* Aim of the task:
In the material below, the required lines run from the one containing "Target: lying sheep" through the one containing "Target: meadow". Copy those lines exactly, ends included, and nothing else.

* Listed records:
---------------

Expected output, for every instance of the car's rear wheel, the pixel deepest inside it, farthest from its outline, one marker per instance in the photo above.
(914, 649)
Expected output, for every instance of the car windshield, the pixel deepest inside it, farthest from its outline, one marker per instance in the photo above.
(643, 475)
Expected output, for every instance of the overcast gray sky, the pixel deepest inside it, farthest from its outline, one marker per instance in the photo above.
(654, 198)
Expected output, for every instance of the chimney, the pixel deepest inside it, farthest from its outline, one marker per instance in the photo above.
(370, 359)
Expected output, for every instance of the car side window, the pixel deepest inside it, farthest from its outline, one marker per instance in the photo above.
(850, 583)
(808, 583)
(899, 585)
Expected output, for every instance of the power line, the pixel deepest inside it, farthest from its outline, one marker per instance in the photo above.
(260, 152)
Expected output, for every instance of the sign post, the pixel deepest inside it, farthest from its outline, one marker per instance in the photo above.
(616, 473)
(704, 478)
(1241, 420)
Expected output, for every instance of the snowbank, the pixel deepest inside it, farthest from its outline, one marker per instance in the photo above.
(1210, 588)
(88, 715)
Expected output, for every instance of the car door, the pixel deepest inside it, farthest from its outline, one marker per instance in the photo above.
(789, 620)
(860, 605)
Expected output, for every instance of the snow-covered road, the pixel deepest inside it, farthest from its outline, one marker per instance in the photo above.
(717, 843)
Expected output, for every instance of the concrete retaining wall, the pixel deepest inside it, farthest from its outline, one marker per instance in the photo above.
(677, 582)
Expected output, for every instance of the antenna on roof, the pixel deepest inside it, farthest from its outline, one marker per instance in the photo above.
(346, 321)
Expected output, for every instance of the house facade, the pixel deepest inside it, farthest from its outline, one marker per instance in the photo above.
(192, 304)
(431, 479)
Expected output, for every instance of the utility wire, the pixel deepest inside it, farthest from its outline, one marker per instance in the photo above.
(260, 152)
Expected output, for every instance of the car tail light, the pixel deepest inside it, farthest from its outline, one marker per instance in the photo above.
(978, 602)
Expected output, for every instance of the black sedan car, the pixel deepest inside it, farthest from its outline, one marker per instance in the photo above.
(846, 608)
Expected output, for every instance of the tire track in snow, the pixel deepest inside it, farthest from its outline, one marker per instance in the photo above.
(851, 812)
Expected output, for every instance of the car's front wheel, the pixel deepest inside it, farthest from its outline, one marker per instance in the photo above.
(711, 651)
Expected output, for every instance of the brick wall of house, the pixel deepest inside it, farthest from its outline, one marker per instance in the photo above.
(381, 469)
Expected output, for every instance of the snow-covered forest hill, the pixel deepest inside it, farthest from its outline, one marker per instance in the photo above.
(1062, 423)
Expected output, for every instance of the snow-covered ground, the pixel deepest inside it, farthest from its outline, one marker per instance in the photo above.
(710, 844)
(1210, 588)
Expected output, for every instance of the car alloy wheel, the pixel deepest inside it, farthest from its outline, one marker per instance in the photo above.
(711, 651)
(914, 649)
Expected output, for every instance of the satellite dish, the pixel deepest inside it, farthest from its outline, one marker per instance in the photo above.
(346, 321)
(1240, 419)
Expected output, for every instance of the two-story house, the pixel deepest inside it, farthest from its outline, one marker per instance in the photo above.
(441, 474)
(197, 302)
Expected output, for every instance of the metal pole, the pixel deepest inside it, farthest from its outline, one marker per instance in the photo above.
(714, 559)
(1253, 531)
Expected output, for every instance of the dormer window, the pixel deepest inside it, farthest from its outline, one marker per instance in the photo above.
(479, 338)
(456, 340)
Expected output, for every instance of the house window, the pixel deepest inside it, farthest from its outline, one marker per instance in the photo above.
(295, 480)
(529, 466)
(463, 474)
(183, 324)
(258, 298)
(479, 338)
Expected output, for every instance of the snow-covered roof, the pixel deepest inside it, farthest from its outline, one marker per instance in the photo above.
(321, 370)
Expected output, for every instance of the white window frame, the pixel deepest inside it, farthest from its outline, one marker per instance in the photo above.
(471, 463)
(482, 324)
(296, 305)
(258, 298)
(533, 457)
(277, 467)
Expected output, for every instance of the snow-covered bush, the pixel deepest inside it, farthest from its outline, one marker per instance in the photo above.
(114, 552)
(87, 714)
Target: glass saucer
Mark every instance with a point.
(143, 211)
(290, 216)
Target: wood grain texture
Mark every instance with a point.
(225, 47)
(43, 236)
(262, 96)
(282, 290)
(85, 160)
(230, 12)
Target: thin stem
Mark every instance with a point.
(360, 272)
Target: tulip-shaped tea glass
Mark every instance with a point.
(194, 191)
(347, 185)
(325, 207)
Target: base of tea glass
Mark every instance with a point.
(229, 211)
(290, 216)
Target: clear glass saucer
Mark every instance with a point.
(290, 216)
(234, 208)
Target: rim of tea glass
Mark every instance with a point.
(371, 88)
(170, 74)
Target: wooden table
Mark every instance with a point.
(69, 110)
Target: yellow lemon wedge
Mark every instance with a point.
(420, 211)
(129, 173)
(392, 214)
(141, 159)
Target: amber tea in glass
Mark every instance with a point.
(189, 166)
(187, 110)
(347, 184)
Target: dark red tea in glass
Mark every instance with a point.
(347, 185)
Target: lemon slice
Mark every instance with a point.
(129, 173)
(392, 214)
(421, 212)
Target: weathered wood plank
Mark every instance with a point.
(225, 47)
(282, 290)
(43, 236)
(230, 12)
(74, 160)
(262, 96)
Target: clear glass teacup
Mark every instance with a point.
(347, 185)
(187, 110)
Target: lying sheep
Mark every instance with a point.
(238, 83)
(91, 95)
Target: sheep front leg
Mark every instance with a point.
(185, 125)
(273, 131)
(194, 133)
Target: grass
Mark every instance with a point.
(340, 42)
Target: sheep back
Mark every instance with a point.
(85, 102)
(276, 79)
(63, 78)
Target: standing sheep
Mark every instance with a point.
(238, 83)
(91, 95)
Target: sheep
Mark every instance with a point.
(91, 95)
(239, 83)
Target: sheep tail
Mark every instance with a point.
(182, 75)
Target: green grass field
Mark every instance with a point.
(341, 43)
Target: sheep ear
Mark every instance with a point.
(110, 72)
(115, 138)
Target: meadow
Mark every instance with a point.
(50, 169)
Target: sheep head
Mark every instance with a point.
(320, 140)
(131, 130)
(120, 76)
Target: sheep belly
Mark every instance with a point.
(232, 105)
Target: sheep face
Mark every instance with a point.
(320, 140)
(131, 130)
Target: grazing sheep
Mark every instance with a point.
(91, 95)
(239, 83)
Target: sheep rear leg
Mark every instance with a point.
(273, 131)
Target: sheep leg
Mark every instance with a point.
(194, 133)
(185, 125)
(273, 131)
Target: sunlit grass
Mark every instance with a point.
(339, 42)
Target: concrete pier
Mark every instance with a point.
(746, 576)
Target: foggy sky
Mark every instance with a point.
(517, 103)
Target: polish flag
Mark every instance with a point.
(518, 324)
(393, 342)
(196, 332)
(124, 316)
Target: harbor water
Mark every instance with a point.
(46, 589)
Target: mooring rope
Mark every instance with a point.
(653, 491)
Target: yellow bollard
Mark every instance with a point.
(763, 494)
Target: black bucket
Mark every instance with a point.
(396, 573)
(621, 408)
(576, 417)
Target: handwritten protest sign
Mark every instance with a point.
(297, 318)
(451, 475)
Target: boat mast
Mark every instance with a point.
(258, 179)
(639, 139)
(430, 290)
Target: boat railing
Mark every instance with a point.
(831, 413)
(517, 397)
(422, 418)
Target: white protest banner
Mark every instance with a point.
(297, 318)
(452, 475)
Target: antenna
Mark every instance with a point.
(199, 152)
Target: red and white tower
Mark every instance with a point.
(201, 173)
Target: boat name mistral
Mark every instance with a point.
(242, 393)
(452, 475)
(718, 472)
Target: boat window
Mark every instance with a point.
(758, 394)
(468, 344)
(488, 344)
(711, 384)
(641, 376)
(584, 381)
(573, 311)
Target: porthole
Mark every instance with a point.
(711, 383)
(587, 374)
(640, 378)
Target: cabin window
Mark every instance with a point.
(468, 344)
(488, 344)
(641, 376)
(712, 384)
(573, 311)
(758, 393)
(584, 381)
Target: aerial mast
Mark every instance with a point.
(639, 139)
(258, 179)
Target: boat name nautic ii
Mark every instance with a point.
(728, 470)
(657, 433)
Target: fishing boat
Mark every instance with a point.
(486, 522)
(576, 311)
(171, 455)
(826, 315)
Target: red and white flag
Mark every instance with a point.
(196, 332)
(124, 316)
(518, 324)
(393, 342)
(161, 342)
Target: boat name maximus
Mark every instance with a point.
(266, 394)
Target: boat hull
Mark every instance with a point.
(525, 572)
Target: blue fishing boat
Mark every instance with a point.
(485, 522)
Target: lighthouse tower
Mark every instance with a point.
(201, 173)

---------------

* Solution to this exercise:
Target: lying sheep
Mark every instance with a point.
(238, 83)
(91, 95)
Target: sheep front leg
Mark every instance with a point.
(185, 125)
(273, 131)
(194, 133)
Target: grass
Mark every instance with a point.
(340, 42)
Target: sheep back
Mark every instance with a point.
(85, 102)
(276, 79)
(63, 78)
Target: standing sheep
Mark every instance with a point.
(238, 83)
(91, 95)
Target: sheep
Mark every instance with a point.
(91, 95)
(239, 83)
Target: sheep tail
Mark every instance with a point.
(182, 75)
Target: green grass field
Mark every instance with a point.
(341, 43)
Target: sheep ear
Mark every instance with a point.
(110, 72)
(115, 138)
Target: meadow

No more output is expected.